Cosa si richiede >>
Trascrivi senza alcuna modifica le righe dei record, partendo da quella che contiene "Mark the distant" e arrivando fino all'ultima riga dei record.

Materiale fornito >>
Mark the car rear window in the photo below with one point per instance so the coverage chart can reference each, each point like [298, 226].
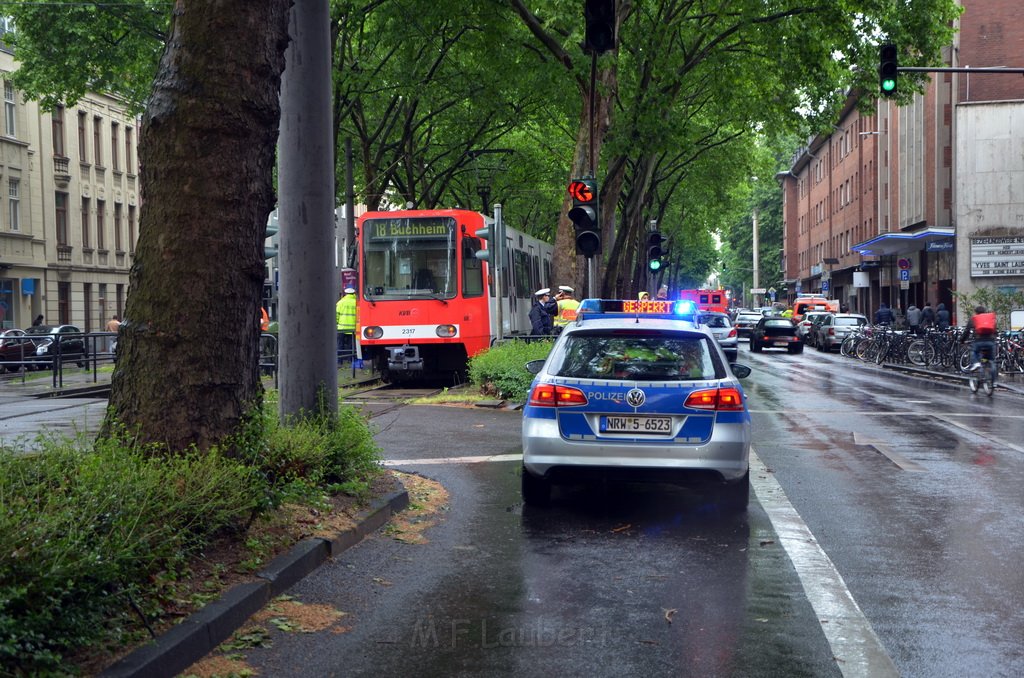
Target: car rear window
[647, 357]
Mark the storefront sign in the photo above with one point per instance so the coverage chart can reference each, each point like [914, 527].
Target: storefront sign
[996, 256]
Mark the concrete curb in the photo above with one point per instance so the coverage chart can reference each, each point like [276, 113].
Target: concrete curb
[201, 633]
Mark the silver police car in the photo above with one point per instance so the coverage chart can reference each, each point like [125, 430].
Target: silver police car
[637, 390]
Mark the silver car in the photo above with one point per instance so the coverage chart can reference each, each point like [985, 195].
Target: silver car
[641, 396]
[721, 327]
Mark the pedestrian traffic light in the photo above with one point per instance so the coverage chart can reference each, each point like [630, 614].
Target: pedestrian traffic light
[888, 69]
[654, 251]
[584, 216]
[600, 20]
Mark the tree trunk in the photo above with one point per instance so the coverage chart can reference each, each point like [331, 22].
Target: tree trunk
[188, 358]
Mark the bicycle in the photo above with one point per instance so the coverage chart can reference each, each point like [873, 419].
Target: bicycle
[984, 376]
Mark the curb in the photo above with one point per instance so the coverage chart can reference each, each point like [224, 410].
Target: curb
[197, 636]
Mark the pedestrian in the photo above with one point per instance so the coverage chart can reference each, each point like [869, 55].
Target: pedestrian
[913, 315]
[566, 307]
[345, 314]
[884, 314]
[541, 321]
[927, 315]
[112, 326]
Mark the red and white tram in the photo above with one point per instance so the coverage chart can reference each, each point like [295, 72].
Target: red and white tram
[426, 302]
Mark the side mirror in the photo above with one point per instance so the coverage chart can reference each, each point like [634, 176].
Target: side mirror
[534, 367]
[739, 371]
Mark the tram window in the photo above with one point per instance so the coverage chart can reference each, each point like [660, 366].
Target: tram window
[472, 270]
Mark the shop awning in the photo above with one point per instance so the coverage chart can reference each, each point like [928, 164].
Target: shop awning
[902, 242]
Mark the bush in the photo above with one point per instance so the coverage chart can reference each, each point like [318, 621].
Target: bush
[501, 371]
[90, 532]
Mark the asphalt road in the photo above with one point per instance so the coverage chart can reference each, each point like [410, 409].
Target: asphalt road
[885, 539]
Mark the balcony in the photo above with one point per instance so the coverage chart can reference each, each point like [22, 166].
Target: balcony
[61, 171]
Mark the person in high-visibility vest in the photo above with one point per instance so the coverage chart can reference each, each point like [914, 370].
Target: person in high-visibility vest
[566, 307]
[345, 313]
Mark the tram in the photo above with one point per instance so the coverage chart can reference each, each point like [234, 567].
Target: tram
[426, 302]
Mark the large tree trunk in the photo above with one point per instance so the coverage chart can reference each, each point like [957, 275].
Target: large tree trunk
[188, 363]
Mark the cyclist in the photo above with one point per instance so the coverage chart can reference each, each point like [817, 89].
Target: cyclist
[982, 326]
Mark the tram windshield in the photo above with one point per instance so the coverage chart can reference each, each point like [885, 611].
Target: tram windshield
[410, 257]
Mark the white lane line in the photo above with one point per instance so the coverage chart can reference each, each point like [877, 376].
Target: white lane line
[452, 460]
[857, 649]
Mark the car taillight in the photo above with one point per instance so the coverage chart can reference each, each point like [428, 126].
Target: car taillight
[721, 399]
[551, 395]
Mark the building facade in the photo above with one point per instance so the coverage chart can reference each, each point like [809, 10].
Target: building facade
[69, 209]
[915, 202]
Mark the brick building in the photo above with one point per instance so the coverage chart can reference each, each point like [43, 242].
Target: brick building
[911, 203]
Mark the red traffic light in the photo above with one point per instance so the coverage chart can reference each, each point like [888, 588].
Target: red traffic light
[582, 192]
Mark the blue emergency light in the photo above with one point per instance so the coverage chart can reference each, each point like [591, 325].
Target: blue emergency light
[653, 308]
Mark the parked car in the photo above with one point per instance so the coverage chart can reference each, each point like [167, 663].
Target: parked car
[805, 328]
[48, 338]
[725, 334]
[834, 329]
[775, 332]
[745, 321]
[16, 350]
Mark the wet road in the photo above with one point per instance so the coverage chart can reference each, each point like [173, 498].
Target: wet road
[886, 533]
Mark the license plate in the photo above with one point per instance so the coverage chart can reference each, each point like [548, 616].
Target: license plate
[636, 424]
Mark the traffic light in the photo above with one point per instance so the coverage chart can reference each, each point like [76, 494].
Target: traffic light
[487, 235]
[584, 216]
[600, 18]
[654, 251]
[888, 69]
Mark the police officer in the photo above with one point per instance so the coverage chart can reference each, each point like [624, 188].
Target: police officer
[566, 307]
[541, 320]
[345, 315]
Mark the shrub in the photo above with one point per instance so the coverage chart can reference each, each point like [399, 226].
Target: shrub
[502, 370]
[90, 532]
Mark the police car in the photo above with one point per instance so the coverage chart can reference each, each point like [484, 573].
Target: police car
[641, 391]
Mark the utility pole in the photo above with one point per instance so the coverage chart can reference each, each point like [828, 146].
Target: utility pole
[307, 363]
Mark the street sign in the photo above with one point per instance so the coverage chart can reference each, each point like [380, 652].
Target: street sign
[581, 191]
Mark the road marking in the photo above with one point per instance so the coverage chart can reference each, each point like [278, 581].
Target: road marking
[453, 460]
[887, 452]
[857, 649]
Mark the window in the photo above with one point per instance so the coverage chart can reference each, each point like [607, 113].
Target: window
[117, 227]
[14, 204]
[131, 227]
[57, 119]
[60, 213]
[100, 225]
[115, 146]
[9, 110]
[97, 129]
[83, 156]
[129, 155]
[85, 223]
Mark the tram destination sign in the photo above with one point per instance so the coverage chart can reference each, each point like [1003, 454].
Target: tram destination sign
[996, 256]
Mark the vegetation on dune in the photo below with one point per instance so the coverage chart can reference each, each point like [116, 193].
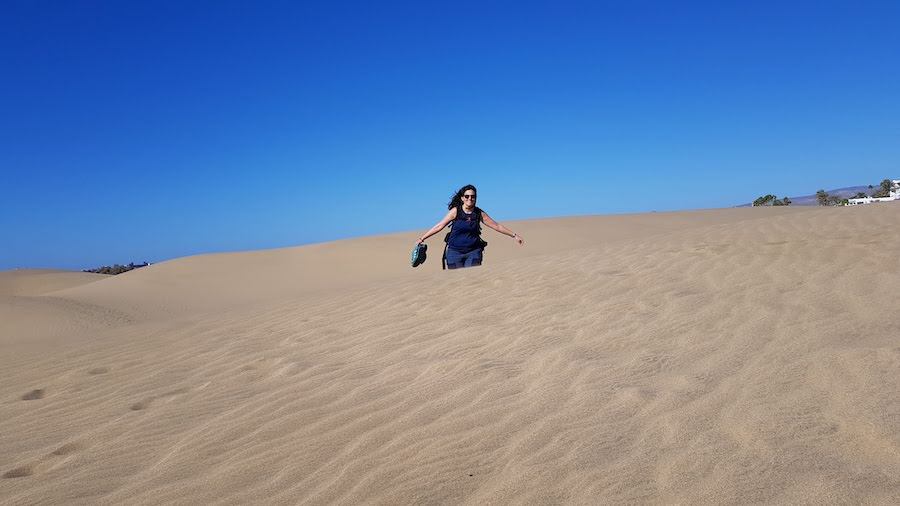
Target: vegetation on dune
[771, 200]
[116, 269]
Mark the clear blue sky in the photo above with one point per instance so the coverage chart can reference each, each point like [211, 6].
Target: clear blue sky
[136, 131]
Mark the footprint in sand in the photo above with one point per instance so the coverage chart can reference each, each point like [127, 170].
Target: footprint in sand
[48, 460]
[67, 449]
[19, 472]
[34, 395]
[137, 406]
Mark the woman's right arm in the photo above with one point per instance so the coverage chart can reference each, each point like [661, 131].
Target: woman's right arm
[451, 214]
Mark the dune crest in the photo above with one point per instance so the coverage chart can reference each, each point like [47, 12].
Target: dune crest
[727, 356]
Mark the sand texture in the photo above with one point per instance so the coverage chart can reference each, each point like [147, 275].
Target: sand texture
[711, 357]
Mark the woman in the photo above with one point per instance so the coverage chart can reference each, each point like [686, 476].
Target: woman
[464, 245]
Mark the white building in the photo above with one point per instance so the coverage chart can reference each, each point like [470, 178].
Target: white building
[894, 195]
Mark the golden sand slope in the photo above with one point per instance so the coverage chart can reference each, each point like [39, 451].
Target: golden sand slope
[730, 356]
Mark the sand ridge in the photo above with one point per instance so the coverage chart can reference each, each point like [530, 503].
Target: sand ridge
[726, 356]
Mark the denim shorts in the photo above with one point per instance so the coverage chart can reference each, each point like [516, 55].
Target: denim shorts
[456, 260]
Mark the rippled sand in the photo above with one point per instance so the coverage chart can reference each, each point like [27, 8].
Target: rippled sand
[726, 356]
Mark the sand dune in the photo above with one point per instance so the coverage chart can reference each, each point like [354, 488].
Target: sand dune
[728, 356]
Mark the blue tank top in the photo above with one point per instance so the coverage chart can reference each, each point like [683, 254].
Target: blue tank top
[465, 233]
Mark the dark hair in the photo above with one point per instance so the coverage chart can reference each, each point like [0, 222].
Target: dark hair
[456, 198]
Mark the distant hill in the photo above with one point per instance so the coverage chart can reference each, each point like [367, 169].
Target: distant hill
[810, 200]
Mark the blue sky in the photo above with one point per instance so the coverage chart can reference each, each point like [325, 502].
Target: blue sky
[147, 131]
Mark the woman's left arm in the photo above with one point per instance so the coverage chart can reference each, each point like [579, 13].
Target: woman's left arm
[500, 228]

Risposta all'esercizio >>
Mark the distant hill in the photo above with one point per instance so the coverage chart can reference each, each point like [367, 169].
Target: distant hill
[810, 200]
Mark the blue sky in the photo above with one point per instance so the coverage chart can reference each, each point like [325, 502].
Target: blue sky
[147, 131]
Mark the woman's left arm in the photo above with one point per instance so the coverage chart can reference each, each point like [579, 13].
Target: woman's left arm
[500, 228]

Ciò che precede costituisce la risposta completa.